→ DATA SUPPLIED
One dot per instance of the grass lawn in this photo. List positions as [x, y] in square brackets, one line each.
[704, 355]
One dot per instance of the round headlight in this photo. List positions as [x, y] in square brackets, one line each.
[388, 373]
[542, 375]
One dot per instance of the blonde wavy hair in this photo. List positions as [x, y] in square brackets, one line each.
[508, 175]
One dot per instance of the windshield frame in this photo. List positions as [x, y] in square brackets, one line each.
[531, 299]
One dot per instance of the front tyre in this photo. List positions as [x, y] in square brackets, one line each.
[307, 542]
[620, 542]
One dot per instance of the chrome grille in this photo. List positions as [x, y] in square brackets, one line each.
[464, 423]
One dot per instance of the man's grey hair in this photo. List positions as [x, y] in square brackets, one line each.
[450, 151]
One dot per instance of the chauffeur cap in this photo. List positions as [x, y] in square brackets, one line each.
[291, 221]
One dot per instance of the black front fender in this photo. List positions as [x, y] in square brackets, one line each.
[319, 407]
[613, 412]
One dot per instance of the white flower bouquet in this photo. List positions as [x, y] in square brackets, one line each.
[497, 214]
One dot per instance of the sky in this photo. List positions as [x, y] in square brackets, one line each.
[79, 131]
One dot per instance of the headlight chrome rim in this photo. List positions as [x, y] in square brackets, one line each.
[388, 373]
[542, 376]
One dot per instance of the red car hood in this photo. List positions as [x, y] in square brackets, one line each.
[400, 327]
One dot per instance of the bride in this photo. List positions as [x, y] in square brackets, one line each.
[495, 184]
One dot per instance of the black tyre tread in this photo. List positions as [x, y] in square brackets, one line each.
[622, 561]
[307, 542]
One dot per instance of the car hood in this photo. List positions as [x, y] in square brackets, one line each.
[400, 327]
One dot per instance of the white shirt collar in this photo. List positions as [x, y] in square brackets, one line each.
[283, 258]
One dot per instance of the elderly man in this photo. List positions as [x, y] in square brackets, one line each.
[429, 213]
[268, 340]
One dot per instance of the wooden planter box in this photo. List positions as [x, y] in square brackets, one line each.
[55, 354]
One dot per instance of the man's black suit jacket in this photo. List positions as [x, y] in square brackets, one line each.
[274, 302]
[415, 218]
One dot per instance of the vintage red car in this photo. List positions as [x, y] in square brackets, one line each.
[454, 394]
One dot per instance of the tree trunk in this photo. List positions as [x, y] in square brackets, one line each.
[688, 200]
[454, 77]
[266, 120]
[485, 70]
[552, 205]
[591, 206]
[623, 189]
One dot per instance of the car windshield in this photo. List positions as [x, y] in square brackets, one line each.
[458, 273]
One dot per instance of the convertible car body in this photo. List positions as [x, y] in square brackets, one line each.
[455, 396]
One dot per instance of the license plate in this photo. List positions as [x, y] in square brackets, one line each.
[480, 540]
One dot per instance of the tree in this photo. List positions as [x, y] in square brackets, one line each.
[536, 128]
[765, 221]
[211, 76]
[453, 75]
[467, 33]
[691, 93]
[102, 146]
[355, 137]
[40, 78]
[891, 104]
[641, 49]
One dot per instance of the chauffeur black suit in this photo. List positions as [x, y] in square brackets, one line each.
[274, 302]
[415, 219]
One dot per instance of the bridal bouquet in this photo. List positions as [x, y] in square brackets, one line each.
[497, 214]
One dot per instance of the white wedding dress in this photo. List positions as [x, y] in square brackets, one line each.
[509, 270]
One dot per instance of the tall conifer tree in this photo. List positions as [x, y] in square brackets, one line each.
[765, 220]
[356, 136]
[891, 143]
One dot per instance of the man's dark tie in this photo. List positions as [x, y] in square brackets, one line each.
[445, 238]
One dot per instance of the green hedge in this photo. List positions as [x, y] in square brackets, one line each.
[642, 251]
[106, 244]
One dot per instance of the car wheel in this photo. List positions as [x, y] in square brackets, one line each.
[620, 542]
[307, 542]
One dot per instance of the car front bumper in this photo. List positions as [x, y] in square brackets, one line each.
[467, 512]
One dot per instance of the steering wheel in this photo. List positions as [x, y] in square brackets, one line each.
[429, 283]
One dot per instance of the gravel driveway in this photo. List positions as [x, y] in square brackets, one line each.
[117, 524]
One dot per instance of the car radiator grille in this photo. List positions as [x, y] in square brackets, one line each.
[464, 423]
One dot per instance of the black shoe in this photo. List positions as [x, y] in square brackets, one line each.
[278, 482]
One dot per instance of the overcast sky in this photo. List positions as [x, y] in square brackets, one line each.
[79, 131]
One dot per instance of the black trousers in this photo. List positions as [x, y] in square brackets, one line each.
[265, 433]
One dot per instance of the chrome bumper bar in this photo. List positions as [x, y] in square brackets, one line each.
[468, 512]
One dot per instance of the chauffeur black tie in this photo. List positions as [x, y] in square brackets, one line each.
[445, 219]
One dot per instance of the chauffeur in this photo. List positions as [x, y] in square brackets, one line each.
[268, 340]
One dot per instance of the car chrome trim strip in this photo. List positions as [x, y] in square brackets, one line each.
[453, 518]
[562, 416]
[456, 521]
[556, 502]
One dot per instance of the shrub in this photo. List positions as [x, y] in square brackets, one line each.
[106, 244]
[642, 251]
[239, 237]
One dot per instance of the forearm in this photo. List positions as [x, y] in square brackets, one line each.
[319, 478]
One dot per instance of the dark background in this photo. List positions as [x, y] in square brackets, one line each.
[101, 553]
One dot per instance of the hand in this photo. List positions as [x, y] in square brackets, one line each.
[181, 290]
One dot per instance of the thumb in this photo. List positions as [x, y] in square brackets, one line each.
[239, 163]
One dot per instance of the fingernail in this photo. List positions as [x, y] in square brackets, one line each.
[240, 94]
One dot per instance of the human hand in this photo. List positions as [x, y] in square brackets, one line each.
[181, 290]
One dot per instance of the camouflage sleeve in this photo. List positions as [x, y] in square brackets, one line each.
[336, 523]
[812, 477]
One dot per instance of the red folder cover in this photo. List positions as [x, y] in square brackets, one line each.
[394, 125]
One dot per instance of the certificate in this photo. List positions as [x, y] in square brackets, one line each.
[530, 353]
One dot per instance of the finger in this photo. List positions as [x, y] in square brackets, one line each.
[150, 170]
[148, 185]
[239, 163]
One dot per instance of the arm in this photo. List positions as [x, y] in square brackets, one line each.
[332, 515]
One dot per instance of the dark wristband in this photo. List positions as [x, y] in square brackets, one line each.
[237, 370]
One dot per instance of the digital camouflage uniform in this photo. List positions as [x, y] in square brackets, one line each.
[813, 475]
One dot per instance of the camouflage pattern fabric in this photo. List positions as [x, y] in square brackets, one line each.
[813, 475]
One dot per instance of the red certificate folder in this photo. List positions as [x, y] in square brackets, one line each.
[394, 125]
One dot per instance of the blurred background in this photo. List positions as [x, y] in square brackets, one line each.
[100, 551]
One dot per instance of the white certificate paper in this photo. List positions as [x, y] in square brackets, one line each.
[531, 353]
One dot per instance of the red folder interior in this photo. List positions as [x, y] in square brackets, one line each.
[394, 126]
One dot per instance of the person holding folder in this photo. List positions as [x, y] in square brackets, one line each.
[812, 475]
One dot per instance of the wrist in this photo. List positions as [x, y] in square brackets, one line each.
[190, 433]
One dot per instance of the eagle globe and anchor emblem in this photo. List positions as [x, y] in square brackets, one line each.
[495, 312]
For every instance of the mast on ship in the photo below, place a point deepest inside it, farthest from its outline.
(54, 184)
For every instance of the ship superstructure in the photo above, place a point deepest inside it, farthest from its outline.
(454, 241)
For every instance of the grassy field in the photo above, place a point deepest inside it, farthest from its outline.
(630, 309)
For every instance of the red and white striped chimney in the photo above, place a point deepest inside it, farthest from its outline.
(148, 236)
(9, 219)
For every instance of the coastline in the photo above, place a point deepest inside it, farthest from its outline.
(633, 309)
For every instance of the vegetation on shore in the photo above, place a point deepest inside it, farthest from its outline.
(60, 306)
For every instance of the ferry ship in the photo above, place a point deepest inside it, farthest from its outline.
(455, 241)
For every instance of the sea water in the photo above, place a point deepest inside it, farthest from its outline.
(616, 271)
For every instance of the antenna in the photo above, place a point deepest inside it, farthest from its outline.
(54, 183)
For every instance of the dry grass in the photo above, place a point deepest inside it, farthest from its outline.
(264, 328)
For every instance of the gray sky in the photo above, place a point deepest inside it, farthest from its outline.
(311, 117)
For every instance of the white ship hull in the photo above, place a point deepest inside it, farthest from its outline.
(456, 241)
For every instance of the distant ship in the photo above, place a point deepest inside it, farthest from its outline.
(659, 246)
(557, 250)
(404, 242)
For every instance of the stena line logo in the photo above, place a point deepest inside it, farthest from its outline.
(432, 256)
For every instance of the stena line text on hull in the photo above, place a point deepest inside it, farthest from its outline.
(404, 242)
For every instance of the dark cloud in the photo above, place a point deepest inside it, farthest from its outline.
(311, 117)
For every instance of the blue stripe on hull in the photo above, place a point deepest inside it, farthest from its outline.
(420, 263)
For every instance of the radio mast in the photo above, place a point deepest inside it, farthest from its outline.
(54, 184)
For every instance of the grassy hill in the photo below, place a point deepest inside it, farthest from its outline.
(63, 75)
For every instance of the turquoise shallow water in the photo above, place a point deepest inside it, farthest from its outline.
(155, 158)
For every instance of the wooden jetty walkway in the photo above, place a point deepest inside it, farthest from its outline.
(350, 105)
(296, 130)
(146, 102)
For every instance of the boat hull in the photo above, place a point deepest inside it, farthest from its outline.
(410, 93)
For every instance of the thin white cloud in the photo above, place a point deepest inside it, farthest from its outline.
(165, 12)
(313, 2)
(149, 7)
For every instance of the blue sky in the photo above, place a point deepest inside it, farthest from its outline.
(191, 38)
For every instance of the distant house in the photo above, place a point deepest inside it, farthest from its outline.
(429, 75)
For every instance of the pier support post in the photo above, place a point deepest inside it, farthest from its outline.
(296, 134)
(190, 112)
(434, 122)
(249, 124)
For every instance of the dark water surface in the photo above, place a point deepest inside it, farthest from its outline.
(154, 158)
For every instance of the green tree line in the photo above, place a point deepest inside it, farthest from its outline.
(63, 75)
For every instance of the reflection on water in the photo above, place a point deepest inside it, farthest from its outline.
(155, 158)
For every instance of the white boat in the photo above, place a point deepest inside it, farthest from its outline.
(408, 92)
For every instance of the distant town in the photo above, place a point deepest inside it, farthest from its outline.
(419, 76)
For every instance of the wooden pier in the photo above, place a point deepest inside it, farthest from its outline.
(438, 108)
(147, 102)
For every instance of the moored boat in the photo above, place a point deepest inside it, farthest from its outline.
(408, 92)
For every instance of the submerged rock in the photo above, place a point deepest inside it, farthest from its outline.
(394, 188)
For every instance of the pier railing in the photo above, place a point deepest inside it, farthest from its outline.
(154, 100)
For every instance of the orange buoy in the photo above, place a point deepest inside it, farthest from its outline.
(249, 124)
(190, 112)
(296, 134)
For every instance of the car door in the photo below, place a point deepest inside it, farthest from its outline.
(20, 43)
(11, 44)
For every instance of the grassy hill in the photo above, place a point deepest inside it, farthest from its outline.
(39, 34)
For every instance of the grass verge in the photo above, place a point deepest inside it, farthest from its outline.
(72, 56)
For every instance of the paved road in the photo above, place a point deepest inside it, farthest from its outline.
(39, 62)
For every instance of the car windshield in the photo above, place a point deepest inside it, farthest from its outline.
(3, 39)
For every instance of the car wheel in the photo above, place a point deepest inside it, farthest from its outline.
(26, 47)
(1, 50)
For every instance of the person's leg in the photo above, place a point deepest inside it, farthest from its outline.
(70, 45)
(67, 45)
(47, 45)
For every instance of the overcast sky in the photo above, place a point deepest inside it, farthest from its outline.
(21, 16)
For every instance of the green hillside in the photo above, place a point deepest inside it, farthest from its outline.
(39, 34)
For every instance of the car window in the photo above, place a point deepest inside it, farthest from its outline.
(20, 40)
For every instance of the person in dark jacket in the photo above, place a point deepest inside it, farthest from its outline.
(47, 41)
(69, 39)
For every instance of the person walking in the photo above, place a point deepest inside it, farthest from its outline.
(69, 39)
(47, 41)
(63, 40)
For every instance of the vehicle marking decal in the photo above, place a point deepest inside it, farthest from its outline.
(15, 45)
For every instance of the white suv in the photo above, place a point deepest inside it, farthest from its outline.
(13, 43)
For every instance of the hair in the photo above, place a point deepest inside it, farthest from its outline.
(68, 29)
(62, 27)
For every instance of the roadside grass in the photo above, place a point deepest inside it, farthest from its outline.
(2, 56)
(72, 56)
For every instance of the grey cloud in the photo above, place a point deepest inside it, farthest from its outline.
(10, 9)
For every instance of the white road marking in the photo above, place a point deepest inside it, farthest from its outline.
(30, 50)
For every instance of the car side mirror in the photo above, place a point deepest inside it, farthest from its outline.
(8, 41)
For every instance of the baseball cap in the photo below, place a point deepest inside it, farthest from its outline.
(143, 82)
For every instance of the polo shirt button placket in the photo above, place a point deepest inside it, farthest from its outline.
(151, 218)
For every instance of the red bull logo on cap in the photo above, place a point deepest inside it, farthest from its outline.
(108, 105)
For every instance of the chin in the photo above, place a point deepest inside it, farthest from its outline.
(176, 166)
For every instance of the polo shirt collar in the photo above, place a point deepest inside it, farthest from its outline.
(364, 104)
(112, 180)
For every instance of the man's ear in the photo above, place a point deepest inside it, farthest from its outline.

→ SET EXERCISE
Return every line from the one holding "For every instance of the person walking" through the end of the data, exactly as it appears, with both ends kept and nothing else.

→ RESPONSE TO THIS EXERCISE
For every instance of the person walking in the photo above, place a point deepest inside it, farthest from its outline.
(69, 39)
(47, 41)
(63, 40)
For every instance of the vehicle marking decal in the photo above, place a point deepest inside it, farthest from its outline.
(15, 45)
For every instance of the white suv in the photo above, place a point deepest inside it, farthest from its outline.
(13, 43)
For every instance of the hair in the photo above, place a point deepest inside it, farthest from its outline.
(68, 29)
(62, 27)
For every instance of the roadside grass in the photo above, place a point deepest inside it, farthest from its outline.
(2, 56)
(72, 56)
For every instance of the grey cloud in the photo above, place a point deepest inside it, farthest from its outline.
(10, 9)
For every instance of the white road marking in the photo above, place a point deepest inside it, farthest from its outline.
(30, 50)
For every instance of the car side mirror in the photo above, place a point deepest inside it, farthest from its outline.
(8, 41)
For every instance of the baseball cap in the photo below, place a point deepest inside it, farthest from its outline.
(143, 82)
For every instance of the polo shirt button placket in the photo above, place a point deepest inside it, farthest from its outline.
(151, 218)
For every instance of the red bull logo on cap in the photo above, place a point deepest inside it, farthest from its outline.
(108, 105)
For every instance of the chin in the photo above, place a point deepest inside it, farthest from its outline.
(176, 166)
For every instance of the polo shirt collar in the photo above, place a point deepest inside it, farthest from its outline.
(364, 104)
(112, 180)
For every instance of the man's ear in the photo above, place a point deepest inside it, farthest from its outline.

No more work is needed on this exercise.